DATA FOR REVIEW —

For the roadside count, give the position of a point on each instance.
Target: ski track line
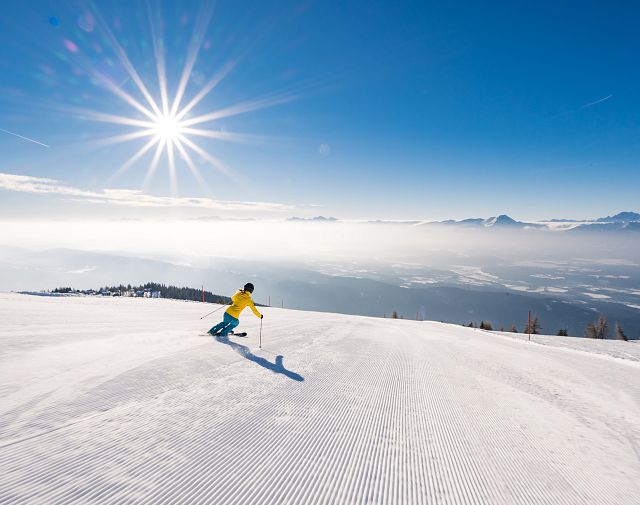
(275, 465)
(247, 442)
(540, 461)
(391, 417)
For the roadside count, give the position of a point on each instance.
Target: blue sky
(381, 110)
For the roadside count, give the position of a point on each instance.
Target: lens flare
(167, 119)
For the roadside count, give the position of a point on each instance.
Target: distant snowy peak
(622, 217)
(501, 221)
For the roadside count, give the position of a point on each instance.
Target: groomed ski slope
(124, 401)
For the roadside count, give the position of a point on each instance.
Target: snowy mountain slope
(122, 400)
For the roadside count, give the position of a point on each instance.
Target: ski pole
(213, 311)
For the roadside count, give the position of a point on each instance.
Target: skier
(240, 300)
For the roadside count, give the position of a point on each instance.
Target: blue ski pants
(226, 326)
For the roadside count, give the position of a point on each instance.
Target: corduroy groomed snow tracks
(334, 410)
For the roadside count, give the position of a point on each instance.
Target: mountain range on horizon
(626, 220)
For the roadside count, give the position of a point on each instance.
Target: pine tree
(620, 333)
(590, 331)
(602, 328)
(599, 329)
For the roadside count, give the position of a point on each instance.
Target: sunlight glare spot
(168, 128)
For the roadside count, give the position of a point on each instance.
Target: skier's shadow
(276, 367)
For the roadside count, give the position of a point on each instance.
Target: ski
(240, 334)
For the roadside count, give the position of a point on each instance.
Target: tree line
(168, 291)
(598, 329)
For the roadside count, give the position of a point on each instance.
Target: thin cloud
(23, 138)
(596, 102)
(127, 197)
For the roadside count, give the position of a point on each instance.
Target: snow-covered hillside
(125, 401)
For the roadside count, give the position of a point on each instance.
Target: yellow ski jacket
(240, 300)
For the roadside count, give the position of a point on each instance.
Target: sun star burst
(163, 123)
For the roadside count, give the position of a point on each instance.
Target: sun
(168, 129)
(169, 124)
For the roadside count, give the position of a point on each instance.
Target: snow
(123, 400)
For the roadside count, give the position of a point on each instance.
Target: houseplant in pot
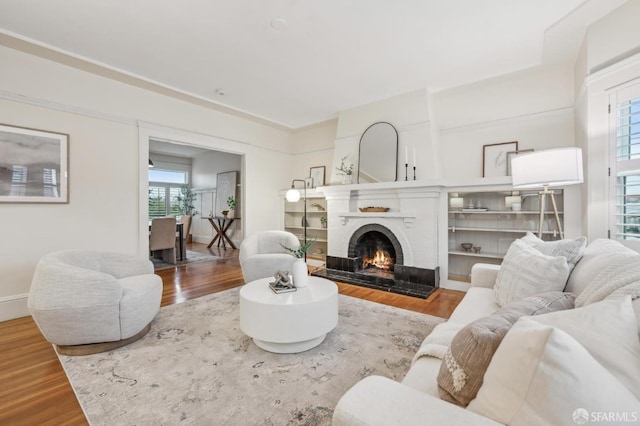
(231, 203)
(299, 269)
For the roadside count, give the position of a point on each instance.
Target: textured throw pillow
(525, 272)
(571, 249)
(470, 352)
(540, 375)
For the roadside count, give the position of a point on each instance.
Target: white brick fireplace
(412, 217)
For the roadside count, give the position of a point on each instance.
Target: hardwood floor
(34, 389)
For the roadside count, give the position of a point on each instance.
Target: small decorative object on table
(283, 282)
(345, 169)
(299, 269)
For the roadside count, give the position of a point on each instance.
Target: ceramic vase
(300, 273)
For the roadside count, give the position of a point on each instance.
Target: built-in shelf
(473, 254)
(493, 226)
(293, 215)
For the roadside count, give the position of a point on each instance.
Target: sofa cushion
(619, 275)
(526, 272)
(595, 257)
(541, 375)
(608, 330)
(462, 370)
(572, 249)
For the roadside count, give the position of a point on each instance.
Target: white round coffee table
(288, 322)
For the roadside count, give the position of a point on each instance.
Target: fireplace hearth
(375, 261)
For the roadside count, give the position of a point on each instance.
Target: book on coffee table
(278, 288)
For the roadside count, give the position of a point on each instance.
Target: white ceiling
(334, 54)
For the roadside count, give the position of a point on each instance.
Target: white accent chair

ASSIGNMENT — Retype the whole listing exactly and leave the pictures out.

COMPLETED TASK —
For the roadside count, give the position of a point on each instance.
Target: ski track line
(275, 465)
(247, 442)
(540, 461)
(391, 417)
For the roadside count, give the position of a point on each instance.
Target: blue sky
(381, 110)
For the roadside count, give the position of a point on each instance.
Target: lens flare
(167, 119)
For the roadside count, give the position of a point on each instance.
Target: distant snowy peak
(622, 217)
(501, 221)
For the roadside count, give the position of a point on each instance.
Target: groomed ski slope
(124, 401)
For the roadside count, give the position of a point on each instance.
Target: snowy mountain slope
(122, 400)
For the roadside count, give the position of a point on each instance.
Target: ski pole
(213, 311)
For the roadside count, give the position of a point on each instance.
Target: skier
(240, 300)
For the roadside count, give the position of a point on each instance.
Target: blue ski pants
(226, 326)
For the roadside count, give the position of a point on each instance.
Target: corduroy groomed snow tracks
(334, 410)
For the roadside count, give the position of a point on each instance.
Target: mountain range on horizon
(626, 220)
For the roadside count, give the position of a point on each instance.
Target: pine tree
(620, 333)
(590, 331)
(602, 328)
(599, 329)
For the roadside count, give the position of a point on each instance.
Target: sunlight glare spot
(168, 128)
For the roadside count, give the position of a point on each instance.
Target: skier's shadow
(276, 367)
For the roadside count, give the position of a point on each instance.
Target: ski
(240, 334)
For the roadside count, give the position of a point on each instance.
Target: tree line
(168, 291)
(598, 329)
For the roadside count, give the position of a point on each instance.
Target: thin cloud
(23, 138)
(596, 102)
(127, 197)
For the roadside count, give the position of a point on each instance.
Target: snow-covered hillside
(125, 401)
For the roadside count, give the position of a point on each instance.
Target: yellow ski jacket
(240, 300)
For the roadside count, give the position of a point on each instance.
Target: sun star burst
(163, 123)
For the roadside count, give the position of a point on each instance.
Target: sun
(168, 129)
(169, 124)
For the roadside count, give the position of a point on each instance.
Target: snow
(123, 400)
For the roadside count, give the position of a point on each instance.
Target: houseplant in pot
(231, 203)
(299, 269)
For the roadside count, give the position of a point on each instance.
Target: textured throw pillow
(525, 272)
(571, 249)
(470, 352)
(540, 375)
For the roadside count, give the position of a point on each instance.
Target: white brick fireplace
(412, 217)
For the roadside count, give the position of a point on each instance.
Target: hardwood floor
(34, 389)
For the roadside count, give the position of a point on each instance.
Target: small decorative object on table
(283, 282)
(345, 169)
(299, 269)
For the roadside count, give the position of a point on each instance.
Target: ceramic vase
(300, 273)
For the roadside count, give the position of a point on each instance.
Target: built-in shelf
(473, 254)
(493, 226)
(293, 215)
For the roadside count, give the position of a point on each instance.
Target: sofa cushion
(619, 275)
(526, 272)
(595, 257)
(541, 375)
(608, 330)
(462, 370)
(572, 249)
For the roadside count, give the position of a point on each instance.
Target: white round coffee table
(288, 322)
For the roadside count, give the position of a point on each instance.
Target: fireplace hearth
(375, 261)
For the roadside count, give the position of a point on each instance.
Target: book on coffee table
(278, 288)
For the roadside count, give the position of a point on each instance.
Target: white ceiling
(334, 54)
For the roadside count, give the position of a point on each instance.
Target: white accent chair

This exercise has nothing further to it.